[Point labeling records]
----------------

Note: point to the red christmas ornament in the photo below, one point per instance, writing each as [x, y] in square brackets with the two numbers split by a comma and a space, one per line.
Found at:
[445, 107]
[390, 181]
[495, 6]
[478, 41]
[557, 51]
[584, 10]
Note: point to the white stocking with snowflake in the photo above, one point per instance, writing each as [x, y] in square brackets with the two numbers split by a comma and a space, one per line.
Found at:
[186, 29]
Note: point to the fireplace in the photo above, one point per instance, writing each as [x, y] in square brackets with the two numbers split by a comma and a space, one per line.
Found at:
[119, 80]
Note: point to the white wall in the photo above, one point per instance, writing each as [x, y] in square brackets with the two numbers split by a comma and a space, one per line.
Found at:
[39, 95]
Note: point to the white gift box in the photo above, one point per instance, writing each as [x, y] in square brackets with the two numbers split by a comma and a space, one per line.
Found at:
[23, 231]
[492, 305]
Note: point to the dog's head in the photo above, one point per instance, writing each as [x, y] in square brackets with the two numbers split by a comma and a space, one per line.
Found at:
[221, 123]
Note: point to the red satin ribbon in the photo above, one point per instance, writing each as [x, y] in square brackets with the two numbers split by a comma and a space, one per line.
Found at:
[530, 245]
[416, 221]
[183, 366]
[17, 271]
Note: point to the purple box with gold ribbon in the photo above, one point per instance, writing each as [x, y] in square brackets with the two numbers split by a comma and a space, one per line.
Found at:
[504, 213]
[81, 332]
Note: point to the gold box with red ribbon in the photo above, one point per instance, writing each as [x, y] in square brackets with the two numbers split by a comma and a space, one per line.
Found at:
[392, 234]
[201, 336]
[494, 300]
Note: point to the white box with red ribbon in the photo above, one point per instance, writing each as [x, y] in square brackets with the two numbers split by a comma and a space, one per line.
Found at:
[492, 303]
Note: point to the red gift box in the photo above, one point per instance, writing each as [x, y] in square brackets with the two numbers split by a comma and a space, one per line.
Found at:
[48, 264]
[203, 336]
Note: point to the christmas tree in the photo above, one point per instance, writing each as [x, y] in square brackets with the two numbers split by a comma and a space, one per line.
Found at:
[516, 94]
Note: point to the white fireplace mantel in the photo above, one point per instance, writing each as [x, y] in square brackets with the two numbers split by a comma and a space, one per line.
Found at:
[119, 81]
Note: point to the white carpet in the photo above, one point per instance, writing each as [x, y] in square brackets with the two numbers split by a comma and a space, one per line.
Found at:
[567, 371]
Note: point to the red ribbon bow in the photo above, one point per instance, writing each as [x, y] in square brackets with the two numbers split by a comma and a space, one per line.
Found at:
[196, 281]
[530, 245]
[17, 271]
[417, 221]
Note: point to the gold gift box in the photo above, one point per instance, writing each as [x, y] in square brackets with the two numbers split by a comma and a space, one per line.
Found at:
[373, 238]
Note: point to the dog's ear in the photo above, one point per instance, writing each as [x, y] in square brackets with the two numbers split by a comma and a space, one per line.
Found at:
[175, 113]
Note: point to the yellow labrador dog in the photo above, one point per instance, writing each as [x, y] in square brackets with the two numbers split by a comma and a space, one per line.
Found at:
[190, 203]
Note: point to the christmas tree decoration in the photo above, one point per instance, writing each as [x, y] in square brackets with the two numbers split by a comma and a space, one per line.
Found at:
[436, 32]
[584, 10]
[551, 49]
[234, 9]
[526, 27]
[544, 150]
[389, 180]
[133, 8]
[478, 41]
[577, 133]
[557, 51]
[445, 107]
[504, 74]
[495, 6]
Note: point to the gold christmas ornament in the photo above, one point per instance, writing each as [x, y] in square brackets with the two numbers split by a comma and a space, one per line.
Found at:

----------------

_What is needed_: Reproduce word for word every line of the records, beginning with the line that contains "Note: point to the dog's ear" and continuing through the final line of the records.

_Exercise solution_:
Note: point to the dog's ear in the photo above, one point per instance, writing each as [x, y] in square brackets with the two numbers split by a comma and a space, one per line.
Found at:
[175, 113]
Note: point to the yellow labrador dog in the photo above, one point per instance, writing each as [x, y] in square brackets with the two numbers split by a comma and a space, one per line.
Found at:
[190, 203]
Note: point to the christmas tree decoration in the photo above, one point per instance, writing each as [x, y] in square brackets with the two numbers split by a comma and a space, one per line.
Found at:
[436, 32]
[584, 10]
[551, 49]
[234, 9]
[526, 27]
[544, 150]
[389, 180]
[133, 8]
[478, 41]
[577, 133]
[557, 51]
[445, 107]
[504, 74]
[495, 6]
Note: point to the gold christmas ornament in the photo above, one point per instance, writing each as [x, y] in square brackets with the two numbers split by a comma and a space, one per line.
Found at:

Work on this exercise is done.